DIRECTIONS FOR THIS TASK:
Only the line containing "Annotate the window" and those after it, up to the end of the records below, are to be set down, exactly as written.
- Opening Delimiter -
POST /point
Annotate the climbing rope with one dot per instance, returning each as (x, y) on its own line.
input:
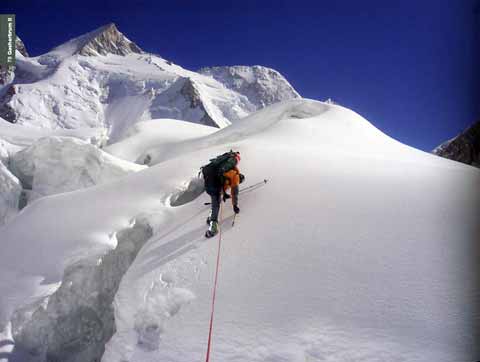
(215, 286)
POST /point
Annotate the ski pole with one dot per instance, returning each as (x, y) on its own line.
(258, 184)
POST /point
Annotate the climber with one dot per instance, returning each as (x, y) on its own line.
(219, 175)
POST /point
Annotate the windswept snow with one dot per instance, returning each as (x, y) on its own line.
(160, 134)
(60, 164)
(10, 191)
(356, 249)
(18, 137)
(261, 85)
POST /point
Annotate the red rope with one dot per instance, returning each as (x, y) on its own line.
(214, 288)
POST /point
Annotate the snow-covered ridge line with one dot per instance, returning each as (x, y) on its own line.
(102, 79)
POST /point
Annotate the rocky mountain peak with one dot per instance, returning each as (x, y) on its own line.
(261, 85)
(107, 40)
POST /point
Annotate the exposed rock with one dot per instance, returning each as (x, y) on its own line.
(185, 103)
(21, 47)
(107, 40)
(463, 148)
(6, 110)
(261, 85)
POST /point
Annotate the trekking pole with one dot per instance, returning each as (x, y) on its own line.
(258, 184)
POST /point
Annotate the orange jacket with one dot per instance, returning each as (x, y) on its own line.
(232, 180)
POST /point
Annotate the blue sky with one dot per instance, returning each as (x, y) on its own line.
(412, 68)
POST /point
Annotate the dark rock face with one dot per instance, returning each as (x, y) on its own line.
(21, 47)
(108, 40)
(6, 111)
(463, 148)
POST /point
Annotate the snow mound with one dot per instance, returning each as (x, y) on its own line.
(261, 85)
(60, 164)
(334, 258)
(163, 133)
(10, 191)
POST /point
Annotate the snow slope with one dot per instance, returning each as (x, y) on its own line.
(61, 164)
(10, 191)
(102, 79)
(334, 259)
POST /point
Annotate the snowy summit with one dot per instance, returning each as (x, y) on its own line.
(346, 245)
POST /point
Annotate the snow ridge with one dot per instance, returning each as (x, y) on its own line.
(261, 85)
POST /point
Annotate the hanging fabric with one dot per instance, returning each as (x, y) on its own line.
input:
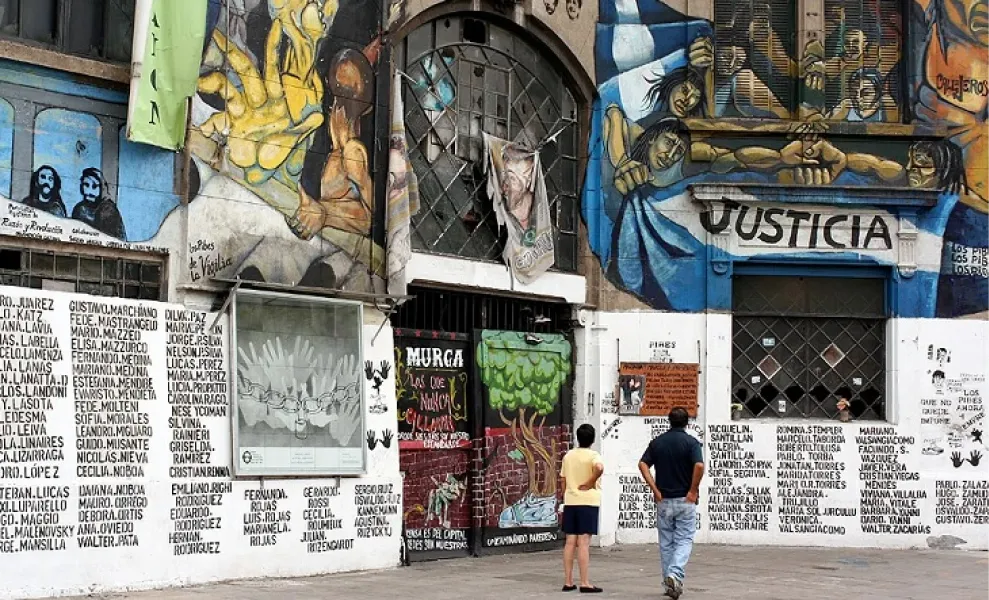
(517, 188)
(402, 194)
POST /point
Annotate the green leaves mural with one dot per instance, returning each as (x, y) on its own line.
(524, 380)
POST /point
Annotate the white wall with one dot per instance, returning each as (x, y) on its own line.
(874, 484)
(161, 524)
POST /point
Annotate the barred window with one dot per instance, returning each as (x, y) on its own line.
(754, 51)
(467, 77)
(101, 29)
(800, 344)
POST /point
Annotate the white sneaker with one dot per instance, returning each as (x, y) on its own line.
(674, 587)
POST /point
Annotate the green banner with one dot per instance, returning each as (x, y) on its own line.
(157, 111)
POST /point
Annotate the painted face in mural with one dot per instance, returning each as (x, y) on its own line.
(665, 151)
(90, 189)
(729, 60)
(969, 15)
(684, 98)
(921, 171)
(855, 43)
(46, 182)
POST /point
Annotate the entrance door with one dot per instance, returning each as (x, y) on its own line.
(431, 386)
(523, 379)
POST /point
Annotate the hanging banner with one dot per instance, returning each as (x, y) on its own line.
(517, 188)
(402, 194)
(167, 49)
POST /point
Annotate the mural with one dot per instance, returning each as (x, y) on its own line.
(73, 167)
(282, 137)
(523, 375)
(659, 71)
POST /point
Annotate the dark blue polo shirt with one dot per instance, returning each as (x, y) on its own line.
(673, 456)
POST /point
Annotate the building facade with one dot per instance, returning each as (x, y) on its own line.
(203, 376)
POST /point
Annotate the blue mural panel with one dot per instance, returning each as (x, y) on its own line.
(144, 188)
(662, 74)
(6, 146)
(68, 142)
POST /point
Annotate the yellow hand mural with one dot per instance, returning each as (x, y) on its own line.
(268, 118)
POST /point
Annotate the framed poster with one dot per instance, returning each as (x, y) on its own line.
(298, 390)
(652, 389)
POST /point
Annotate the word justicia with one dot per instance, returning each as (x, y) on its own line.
(801, 228)
(961, 85)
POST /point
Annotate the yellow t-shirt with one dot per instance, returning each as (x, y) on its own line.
(578, 467)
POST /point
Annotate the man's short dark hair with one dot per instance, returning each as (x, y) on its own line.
(585, 435)
(678, 418)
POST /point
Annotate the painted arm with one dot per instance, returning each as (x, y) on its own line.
(647, 477)
(272, 72)
(867, 164)
(595, 475)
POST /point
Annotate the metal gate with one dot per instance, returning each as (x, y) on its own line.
(799, 343)
(522, 380)
(432, 372)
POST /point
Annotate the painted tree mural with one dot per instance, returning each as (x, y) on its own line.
(524, 374)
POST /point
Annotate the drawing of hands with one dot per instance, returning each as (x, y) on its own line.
(267, 120)
(344, 425)
(629, 175)
(812, 66)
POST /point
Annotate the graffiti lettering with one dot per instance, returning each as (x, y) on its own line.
(435, 358)
(776, 226)
(961, 85)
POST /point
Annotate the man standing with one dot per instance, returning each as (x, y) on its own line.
(679, 463)
(581, 473)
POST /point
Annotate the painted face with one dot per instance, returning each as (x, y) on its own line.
(729, 60)
(665, 151)
(684, 98)
(46, 181)
(866, 98)
(90, 188)
(971, 16)
(921, 171)
(573, 8)
(854, 44)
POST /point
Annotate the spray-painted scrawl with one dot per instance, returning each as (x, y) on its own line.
(653, 240)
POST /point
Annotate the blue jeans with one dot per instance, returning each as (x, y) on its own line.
(676, 520)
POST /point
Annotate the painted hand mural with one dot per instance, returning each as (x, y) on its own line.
(662, 73)
(523, 384)
(285, 118)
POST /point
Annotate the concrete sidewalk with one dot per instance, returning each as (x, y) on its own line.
(735, 573)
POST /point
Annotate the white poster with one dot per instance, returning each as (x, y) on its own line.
(299, 396)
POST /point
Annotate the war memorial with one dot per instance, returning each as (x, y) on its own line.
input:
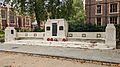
(57, 42)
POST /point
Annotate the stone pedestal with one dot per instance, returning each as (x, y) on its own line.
(110, 36)
(10, 34)
(56, 29)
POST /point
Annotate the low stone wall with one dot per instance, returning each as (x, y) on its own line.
(109, 36)
(30, 35)
(87, 35)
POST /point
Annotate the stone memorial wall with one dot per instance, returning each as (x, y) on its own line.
(109, 36)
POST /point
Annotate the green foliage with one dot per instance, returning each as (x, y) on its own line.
(54, 9)
(39, 30)
(118, 32)
(76, 26)
(22, 30)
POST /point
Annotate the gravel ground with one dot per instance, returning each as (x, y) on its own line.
(99, 55)
(21, 60)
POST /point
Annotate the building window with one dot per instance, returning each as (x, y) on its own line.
(11, 15)
(12, 31)
(98, 20)
(113, 19)
(98, 35)
(48, 28)
(61, 28)
(113, 7)
(83, 35)
(98, 9)
(3, 13)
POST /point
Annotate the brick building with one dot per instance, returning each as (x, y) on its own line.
(11, 18)
(102, 12)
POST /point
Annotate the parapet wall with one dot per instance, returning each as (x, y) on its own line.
(109, 36)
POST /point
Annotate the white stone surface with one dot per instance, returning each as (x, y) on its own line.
(61, 44)
(31, 34)
(89, 35)
(110, 35)
(60, 33)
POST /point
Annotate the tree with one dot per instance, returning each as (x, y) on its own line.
(54, 9)
(79, 10)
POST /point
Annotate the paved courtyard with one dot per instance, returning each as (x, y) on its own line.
(100, 55)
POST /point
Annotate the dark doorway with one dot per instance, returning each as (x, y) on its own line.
(54, 29)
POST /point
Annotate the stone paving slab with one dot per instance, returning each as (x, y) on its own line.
(98, 55)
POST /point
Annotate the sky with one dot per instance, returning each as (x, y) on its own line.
(1, 1)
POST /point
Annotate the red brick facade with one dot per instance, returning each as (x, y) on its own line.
(12, 19)
(102, 12)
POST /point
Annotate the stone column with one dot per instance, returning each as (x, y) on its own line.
(10, 34)
(110, 35)
(0, 19)
(8, 15)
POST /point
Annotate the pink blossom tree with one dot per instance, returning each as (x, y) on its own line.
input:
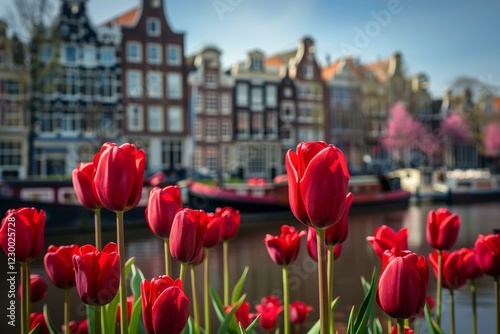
(455, 128)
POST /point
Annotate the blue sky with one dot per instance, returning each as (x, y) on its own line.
(444, 39)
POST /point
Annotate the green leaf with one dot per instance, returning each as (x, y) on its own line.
(48, 321)
(224, 327)
(361, 321)
(432, 326)
(133, 326)
(238, 287)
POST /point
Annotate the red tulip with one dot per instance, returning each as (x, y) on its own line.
(83, 182)
(337, 233)
(75, 327)
(214, 230)
(317, 169)
(119, 176)
(488, 254)
(25, 228)
(402, 288)
(442, 229)
(187, 234)
(242, 314)
(299, 312)
(269, 309)
(312, 246)
(97, 273)
(38, 288)
(58, 263)
(470, 262)
(230, 220)
(385, 238)
(163, 204)
(165, 306)
(454, 271)
(284, 248)
(39, 319)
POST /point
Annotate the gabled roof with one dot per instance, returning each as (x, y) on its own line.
(125, 19)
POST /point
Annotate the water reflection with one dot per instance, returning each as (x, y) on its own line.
(264, 277)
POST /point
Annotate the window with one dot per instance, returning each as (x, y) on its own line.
(271, 96)
(211, 131)
(155, 118)
(134, 84)
(154, 84)
(225, 104)
(257, 99)
(135, 118)
(242, 94)
(173, 55)
(175, 122)
(211, 104)
(89, 56)
(107, 57)
(211, 80)
(70, 54)
(153, 52)
(153, 26)
(134, 52)
(174, 85)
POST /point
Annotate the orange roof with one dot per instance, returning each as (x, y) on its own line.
(380, 69)
(125, 19)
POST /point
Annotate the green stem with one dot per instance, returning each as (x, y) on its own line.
(226, 271)
(206, 304)
(182, 273)
(195, 301)
(452, 311)
(25, 301)
(67, 311)
(322, 283)
(401, 326)
(497, 302)
(331, 260)
(168, 264)
(286, 300)
(97, 232)
(123, 279)
(439, 287)
(474, 307)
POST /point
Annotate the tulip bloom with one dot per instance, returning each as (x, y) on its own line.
(26, 226)
(385, 238)
(230, 220)
(38, 288)
(470, 262)
(454, 273)
(165, 306)
(97, 273)
(83, 183)
(337, 233)
(442, 229)
(58, 263)
(284, 248)
(187, 234)
(214, 230)
(269, 309)
(299, 312)
(119, 176)
(312, 246)
(402, 288)
(163, 204)
(488, 254)
(317, 183)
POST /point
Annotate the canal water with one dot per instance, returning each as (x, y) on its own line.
(264, 277)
- Closing Delimiter -
WRITTEN REPLY:
Annotate the window with one dot per instance, returning each as (x, y) on its own line.
(271, 96)
(211, 131)
(155, 118)
(134, 84)
(154, 84)
(225, 104)
(257, 99)
(135, 118)
(242, 94)
(173, 55)
(175, 122)
(211, 104)
(89, 56)
(107, 57)
(211, 80)
(70, 54)
(153, 52)
(153, 26)
(134, 52)
(174, 85)
POST /point
Annotate the orange roof with one dot per instance, returning each as (x, y) on its own line.
(380, 69)
(125, 19)
POST /point
Annotate the green stem with one dot per instance, returning each as (x, y) on its own line.
(226, 271)
(206, 304)
(182, 273)
(195, 301)
(452, 311)
(25, 301)
(67, 311)
(322, 283)
(401, 326)
(497, 302)
(331, 260)
(168, 264)
(286, 300)
(97, 232)
(123, 279)
(439, 287)
(474, 307)
POST /point
Annotate the tulip bloom with one dot per instance, returning each as (x, y) on its own line.
(26, 226)
(385, 238)
(230, 220)
(38, 288)
(470, 262)
(454, 273)
(165, 306)
(97, 273)
(83, 183)
(337, 233)
(442, 229)
(58, 263)
(284, 248)
(187, 234)
(214, 230)
(269, 309)
(299, 312)
(119, 176)
(312, 246)
(402, 288)
(163, 204)
(488, 254)
(317, 183)
POST /point
Annotate the canal water with one dot per instance, returning each as (x, y) on its own line.
(264, 277)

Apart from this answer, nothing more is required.